Items listed in a dataset
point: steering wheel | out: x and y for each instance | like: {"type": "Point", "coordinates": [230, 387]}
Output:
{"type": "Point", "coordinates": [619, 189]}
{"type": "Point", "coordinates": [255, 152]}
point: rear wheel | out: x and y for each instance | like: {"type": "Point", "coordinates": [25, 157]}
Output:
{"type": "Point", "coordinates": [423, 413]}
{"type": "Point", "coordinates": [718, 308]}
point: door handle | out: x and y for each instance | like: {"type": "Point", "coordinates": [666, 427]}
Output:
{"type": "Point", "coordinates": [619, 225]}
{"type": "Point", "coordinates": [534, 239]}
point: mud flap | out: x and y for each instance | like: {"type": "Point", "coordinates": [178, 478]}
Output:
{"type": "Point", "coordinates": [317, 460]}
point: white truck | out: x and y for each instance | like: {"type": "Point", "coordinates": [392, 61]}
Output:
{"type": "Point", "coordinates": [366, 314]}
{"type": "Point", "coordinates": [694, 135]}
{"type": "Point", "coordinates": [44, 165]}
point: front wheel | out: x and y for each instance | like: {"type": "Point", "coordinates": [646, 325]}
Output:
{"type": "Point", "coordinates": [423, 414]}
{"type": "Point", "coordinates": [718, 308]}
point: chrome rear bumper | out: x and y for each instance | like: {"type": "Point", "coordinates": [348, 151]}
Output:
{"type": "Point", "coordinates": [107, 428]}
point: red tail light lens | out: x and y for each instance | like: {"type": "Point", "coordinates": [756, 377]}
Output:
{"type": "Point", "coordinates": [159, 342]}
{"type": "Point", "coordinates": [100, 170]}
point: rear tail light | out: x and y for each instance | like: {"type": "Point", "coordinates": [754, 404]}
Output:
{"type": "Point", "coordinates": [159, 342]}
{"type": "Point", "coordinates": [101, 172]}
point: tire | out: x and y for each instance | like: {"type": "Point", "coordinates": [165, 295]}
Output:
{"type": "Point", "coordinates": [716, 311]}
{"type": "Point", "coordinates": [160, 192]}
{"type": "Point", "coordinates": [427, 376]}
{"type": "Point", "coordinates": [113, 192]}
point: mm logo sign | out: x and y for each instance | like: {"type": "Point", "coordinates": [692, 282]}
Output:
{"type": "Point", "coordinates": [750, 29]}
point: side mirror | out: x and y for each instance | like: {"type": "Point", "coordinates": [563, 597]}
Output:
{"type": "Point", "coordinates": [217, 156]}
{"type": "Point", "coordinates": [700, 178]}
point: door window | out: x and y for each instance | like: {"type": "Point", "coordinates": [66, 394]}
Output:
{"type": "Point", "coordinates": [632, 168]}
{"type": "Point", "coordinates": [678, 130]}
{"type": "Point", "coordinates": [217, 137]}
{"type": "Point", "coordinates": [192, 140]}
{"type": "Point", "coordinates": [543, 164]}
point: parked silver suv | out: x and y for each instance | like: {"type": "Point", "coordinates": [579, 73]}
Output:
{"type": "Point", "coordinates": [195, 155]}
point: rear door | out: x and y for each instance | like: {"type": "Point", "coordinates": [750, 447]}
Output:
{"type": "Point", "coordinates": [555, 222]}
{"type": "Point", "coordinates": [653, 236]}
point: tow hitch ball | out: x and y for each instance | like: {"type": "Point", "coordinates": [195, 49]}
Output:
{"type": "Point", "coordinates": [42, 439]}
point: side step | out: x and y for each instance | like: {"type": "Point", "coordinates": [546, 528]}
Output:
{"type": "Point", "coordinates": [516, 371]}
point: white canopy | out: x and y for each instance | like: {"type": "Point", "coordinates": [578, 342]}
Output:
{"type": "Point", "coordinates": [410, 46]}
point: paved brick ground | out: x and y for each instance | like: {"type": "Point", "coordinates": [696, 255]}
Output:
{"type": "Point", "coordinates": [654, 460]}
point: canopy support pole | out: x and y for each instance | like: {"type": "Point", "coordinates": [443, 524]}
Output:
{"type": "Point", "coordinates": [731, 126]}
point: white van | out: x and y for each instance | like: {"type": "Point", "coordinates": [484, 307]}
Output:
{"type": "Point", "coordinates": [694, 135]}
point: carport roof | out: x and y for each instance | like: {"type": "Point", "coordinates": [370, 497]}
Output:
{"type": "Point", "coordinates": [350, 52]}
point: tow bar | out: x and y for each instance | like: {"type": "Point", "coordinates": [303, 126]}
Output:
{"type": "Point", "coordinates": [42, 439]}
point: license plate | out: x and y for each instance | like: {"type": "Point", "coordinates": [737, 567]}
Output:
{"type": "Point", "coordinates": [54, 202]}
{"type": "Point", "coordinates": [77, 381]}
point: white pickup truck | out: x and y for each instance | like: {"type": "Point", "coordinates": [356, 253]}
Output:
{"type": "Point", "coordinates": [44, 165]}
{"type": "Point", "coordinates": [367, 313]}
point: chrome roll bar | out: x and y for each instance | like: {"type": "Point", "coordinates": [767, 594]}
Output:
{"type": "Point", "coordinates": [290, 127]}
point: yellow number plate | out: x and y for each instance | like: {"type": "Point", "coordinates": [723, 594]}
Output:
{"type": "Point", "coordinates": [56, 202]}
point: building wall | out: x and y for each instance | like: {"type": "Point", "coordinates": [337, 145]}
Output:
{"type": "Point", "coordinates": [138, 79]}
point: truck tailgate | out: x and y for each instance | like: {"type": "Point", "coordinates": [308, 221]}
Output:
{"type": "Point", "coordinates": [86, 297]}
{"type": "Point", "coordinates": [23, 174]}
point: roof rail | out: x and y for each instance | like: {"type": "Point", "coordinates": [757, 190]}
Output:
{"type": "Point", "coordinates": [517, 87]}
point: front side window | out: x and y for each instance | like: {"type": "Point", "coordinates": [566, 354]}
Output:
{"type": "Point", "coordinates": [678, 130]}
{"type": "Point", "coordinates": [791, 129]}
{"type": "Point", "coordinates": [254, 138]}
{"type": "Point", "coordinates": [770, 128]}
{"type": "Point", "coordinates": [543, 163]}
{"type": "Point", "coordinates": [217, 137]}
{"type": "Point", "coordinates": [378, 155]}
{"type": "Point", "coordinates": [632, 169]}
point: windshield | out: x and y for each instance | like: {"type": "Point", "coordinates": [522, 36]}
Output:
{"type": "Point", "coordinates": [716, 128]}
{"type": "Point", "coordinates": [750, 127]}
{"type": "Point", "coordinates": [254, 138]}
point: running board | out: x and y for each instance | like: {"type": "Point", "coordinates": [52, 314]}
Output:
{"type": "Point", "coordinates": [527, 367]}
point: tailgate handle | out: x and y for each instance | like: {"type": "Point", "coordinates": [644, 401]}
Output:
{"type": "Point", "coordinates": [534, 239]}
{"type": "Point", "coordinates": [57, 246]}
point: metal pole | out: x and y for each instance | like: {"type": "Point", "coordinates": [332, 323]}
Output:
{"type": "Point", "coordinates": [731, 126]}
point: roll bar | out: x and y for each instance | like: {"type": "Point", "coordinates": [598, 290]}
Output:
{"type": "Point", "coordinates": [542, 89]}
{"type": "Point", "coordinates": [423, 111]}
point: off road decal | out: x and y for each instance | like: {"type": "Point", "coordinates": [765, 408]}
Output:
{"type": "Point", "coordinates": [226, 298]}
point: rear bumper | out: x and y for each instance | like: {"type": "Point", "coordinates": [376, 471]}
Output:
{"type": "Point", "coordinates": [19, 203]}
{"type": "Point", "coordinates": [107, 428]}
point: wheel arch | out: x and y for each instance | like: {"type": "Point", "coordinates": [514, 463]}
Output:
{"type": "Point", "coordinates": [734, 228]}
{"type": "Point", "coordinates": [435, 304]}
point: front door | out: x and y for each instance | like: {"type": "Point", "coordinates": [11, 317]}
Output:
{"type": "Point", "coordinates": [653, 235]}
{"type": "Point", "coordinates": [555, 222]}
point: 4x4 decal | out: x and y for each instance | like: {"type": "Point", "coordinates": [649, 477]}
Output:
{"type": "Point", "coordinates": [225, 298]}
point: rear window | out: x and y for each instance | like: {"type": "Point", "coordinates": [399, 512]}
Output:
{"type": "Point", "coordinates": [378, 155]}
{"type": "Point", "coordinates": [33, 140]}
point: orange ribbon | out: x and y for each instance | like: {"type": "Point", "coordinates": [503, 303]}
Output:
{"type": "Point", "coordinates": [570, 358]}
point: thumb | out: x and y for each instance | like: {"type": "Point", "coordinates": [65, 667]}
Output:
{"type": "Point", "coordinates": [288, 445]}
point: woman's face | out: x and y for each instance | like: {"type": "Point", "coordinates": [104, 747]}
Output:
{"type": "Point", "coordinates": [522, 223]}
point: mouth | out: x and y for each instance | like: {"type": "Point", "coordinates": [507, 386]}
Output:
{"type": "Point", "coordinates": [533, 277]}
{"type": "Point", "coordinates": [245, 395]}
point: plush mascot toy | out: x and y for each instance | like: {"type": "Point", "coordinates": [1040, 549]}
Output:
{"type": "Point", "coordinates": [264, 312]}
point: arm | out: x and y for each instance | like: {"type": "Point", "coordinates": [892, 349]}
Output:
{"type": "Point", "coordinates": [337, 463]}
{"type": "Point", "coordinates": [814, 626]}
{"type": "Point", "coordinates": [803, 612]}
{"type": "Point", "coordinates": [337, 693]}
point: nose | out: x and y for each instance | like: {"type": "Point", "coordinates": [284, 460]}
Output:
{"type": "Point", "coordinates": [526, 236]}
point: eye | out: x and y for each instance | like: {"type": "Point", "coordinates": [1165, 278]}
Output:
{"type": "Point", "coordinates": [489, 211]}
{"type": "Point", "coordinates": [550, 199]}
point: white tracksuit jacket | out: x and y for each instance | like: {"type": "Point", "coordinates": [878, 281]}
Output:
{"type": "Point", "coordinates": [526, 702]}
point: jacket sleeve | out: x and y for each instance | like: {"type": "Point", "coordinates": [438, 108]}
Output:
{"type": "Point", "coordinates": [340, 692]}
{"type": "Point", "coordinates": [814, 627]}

## Problem statement
Go through the data, and copy each line in which the word "roof" appears.

## Final answer
point: carport roof | out: x and y for each instance | like: {"type": "Point", "coordinates": [370, 497]}
point: roof rail | out: x and y for each instance | like: {"type": "Point", "coordinates": [757, 190]}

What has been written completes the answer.